• **What to work on**: Count how many lines in the items below contain the word "drawer". Give only the number.

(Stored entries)
◇ ◇ ◇ ◇ ◇

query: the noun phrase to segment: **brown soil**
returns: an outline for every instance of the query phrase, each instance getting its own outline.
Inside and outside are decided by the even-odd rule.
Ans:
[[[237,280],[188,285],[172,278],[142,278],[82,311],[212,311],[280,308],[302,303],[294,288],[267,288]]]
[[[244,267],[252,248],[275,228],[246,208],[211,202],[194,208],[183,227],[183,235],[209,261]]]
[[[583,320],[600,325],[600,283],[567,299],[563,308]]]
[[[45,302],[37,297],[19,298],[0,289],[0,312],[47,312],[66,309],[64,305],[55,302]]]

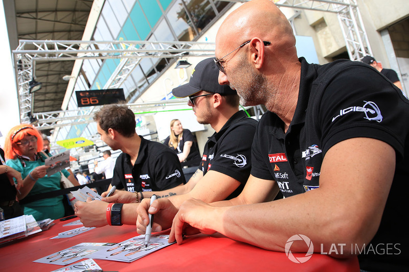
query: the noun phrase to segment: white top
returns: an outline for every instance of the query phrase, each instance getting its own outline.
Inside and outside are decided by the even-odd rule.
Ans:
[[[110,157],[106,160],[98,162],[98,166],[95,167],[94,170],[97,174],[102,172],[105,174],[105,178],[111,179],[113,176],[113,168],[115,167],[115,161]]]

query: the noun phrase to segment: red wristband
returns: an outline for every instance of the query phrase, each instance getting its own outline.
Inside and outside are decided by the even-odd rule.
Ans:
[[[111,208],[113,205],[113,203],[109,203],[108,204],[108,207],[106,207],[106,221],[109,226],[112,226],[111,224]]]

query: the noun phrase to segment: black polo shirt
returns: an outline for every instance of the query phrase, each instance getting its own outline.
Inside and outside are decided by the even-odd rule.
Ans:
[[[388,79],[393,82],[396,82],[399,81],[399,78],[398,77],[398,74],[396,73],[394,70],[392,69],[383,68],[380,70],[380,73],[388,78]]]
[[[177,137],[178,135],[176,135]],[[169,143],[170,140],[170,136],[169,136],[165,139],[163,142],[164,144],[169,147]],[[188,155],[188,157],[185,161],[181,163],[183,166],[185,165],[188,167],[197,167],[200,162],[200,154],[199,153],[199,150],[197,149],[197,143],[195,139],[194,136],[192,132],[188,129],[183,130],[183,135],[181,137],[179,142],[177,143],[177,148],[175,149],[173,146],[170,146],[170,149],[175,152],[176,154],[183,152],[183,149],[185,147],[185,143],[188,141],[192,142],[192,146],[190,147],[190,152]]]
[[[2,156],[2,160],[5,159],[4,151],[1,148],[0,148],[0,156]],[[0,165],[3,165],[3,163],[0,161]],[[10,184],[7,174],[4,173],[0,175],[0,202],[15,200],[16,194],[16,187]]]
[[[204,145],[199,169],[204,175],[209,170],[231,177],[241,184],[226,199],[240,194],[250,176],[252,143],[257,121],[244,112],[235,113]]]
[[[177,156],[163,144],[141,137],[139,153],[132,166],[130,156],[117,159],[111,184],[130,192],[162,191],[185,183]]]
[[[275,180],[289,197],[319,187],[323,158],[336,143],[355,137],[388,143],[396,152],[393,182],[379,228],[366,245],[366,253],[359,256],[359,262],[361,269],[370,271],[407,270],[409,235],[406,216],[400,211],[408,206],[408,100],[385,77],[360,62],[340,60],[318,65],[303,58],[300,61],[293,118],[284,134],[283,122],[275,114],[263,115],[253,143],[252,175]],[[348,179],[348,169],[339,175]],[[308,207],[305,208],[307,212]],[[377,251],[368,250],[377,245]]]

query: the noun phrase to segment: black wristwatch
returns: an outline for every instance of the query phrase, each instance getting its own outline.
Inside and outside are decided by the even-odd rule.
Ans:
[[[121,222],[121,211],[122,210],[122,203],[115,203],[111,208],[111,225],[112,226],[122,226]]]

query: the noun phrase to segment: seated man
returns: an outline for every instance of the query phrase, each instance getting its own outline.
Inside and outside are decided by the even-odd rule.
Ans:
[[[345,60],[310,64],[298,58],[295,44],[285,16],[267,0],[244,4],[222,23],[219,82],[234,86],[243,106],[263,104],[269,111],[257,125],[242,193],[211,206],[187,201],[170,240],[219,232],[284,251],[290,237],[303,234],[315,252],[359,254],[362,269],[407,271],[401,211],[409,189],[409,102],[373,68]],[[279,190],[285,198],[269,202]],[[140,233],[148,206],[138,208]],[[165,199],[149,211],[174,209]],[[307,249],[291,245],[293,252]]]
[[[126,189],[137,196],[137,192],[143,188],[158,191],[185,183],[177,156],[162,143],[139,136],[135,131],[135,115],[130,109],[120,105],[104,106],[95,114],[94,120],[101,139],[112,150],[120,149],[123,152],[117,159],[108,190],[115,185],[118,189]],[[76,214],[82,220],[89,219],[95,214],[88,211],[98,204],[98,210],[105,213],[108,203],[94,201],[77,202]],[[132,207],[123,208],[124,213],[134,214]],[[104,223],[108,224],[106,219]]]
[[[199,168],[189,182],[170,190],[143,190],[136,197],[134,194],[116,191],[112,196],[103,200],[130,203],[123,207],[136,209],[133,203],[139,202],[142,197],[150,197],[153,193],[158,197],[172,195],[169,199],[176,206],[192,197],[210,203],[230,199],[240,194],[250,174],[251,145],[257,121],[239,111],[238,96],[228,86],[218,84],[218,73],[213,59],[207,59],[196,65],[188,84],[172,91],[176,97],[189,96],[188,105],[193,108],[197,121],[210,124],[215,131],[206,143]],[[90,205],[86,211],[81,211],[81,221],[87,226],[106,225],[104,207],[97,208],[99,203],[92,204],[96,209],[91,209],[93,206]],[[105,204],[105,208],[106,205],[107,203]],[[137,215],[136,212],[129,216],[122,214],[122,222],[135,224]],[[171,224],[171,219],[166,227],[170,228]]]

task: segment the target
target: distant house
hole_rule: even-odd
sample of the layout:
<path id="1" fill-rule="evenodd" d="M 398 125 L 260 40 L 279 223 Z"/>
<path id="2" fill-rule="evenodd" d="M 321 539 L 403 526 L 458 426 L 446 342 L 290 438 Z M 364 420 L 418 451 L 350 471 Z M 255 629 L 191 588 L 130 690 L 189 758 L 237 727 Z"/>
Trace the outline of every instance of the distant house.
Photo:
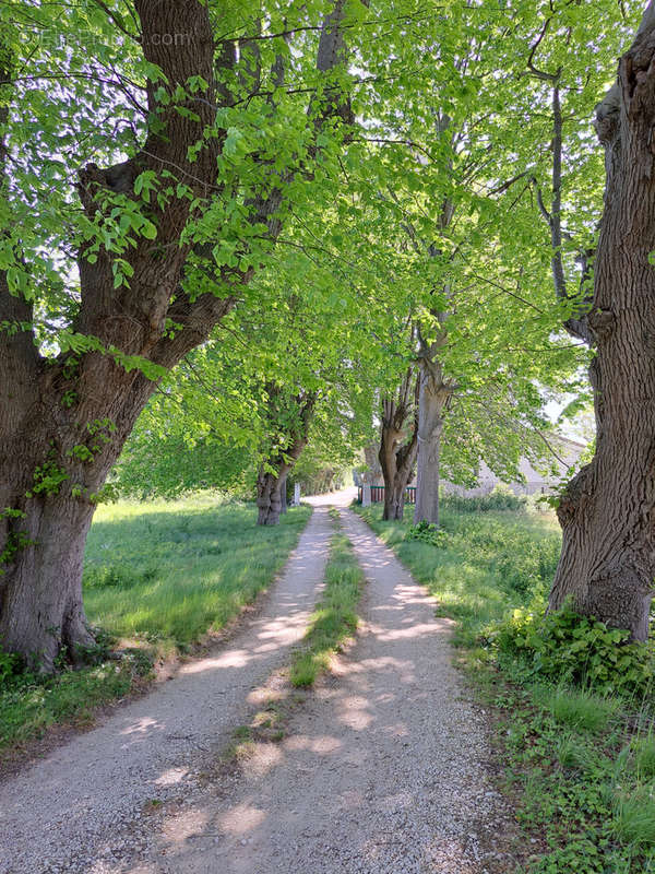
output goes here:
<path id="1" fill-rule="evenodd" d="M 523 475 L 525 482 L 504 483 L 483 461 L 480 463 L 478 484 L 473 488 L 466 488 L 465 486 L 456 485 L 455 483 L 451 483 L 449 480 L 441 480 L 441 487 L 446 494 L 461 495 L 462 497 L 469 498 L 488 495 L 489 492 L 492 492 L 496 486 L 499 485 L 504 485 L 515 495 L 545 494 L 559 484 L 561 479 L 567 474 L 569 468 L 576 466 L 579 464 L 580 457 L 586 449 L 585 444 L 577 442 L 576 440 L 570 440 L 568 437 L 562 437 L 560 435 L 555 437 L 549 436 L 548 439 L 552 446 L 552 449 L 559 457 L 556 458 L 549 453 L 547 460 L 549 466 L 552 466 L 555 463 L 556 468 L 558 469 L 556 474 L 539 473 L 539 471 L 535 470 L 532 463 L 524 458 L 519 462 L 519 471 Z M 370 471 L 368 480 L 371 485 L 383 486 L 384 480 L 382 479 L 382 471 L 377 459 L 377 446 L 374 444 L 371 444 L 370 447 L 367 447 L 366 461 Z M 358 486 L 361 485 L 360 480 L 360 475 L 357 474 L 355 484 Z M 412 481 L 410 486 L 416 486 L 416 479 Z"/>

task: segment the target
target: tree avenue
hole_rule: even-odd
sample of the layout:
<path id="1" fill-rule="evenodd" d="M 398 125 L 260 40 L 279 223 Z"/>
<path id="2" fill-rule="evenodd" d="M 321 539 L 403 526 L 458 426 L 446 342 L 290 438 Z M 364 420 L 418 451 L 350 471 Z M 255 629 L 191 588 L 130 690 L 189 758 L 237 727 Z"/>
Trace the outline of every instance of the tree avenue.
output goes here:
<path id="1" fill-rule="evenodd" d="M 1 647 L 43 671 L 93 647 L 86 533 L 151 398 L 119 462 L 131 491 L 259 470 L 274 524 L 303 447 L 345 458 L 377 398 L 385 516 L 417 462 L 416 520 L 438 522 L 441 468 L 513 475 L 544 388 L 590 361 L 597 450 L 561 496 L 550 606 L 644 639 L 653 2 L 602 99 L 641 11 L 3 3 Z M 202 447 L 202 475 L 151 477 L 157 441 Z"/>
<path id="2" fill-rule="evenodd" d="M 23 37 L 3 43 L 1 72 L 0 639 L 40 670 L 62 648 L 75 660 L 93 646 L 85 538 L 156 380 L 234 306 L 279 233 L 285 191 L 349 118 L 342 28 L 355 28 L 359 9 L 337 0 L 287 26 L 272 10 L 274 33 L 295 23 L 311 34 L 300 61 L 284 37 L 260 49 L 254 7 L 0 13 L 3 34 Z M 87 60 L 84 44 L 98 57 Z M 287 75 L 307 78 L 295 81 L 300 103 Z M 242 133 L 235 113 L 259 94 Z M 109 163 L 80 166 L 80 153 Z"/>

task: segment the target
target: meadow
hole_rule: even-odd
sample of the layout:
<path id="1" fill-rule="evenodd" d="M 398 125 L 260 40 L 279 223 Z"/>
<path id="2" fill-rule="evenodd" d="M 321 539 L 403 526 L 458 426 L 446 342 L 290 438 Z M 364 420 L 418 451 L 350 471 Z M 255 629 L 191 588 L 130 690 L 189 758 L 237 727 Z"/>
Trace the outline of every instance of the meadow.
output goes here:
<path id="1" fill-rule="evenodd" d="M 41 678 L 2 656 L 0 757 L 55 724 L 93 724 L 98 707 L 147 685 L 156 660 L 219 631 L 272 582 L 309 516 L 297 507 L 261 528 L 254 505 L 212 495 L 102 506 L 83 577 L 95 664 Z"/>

◇ ◇ ◇ ◇ ◇

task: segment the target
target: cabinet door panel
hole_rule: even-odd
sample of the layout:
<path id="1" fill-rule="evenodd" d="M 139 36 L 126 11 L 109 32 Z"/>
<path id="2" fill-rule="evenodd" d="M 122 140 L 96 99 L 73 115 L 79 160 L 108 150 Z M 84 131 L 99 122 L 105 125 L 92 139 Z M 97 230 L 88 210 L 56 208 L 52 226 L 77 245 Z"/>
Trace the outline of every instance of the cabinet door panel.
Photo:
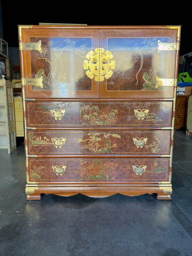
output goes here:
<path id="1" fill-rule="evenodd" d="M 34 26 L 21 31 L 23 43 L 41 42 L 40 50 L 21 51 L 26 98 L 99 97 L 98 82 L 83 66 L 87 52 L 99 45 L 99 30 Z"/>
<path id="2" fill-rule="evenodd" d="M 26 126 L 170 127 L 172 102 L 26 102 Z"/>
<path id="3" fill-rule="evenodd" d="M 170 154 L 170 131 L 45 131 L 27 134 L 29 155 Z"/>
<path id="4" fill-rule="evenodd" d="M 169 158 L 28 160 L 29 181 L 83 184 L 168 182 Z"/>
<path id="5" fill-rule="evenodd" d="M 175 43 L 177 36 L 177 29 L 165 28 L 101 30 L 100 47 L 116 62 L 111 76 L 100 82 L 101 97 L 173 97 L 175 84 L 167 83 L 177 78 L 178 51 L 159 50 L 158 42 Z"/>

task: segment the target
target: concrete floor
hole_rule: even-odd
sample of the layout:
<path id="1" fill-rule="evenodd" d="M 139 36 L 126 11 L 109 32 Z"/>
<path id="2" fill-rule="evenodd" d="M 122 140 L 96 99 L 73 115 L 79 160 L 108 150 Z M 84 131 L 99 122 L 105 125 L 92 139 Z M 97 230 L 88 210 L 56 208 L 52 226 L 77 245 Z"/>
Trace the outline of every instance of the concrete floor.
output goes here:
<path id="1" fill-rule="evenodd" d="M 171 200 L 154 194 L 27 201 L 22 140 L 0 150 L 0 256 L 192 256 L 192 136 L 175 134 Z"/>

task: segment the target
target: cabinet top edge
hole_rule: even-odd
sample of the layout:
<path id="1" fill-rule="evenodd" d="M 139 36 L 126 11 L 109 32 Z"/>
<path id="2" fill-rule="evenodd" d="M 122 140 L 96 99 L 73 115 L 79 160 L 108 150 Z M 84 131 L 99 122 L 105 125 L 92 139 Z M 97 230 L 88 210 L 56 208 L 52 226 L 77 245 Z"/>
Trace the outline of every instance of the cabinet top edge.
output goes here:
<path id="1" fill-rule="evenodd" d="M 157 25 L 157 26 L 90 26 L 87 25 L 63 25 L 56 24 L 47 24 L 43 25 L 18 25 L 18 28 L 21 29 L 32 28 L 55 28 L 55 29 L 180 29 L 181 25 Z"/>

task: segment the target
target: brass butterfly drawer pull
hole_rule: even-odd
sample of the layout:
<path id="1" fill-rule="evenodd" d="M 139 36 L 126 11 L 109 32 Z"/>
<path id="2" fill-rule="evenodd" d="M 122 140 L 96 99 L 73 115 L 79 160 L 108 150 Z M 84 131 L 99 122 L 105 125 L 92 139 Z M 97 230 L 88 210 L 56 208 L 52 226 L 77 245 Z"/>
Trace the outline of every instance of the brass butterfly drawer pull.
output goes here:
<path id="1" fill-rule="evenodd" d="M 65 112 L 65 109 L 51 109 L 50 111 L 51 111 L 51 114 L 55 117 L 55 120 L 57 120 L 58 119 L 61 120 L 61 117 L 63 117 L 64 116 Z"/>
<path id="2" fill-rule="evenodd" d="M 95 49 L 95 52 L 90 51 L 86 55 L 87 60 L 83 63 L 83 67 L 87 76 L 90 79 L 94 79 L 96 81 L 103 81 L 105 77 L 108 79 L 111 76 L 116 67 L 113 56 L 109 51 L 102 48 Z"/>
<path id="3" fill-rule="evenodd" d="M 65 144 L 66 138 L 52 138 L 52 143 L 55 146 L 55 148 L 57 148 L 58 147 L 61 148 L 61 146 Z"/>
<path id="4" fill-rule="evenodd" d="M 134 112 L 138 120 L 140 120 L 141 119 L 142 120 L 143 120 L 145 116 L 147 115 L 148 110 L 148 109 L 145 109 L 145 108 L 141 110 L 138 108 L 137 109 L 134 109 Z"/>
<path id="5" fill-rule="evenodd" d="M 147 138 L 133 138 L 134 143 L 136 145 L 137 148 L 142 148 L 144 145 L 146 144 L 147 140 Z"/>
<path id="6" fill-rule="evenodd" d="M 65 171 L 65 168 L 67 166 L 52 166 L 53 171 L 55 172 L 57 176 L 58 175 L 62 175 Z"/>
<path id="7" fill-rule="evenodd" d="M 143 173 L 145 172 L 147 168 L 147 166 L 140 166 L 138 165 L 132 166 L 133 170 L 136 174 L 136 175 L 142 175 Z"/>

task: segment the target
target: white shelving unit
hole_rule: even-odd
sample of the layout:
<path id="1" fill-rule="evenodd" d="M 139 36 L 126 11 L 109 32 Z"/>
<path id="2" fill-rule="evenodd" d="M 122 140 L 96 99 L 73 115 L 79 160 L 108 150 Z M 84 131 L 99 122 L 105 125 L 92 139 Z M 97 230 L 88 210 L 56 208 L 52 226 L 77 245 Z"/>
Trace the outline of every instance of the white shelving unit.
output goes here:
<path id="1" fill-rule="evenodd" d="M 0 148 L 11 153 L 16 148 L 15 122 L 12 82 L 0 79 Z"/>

◇ ◇ ◇ ◇ ◇

• **Problem solution**: 2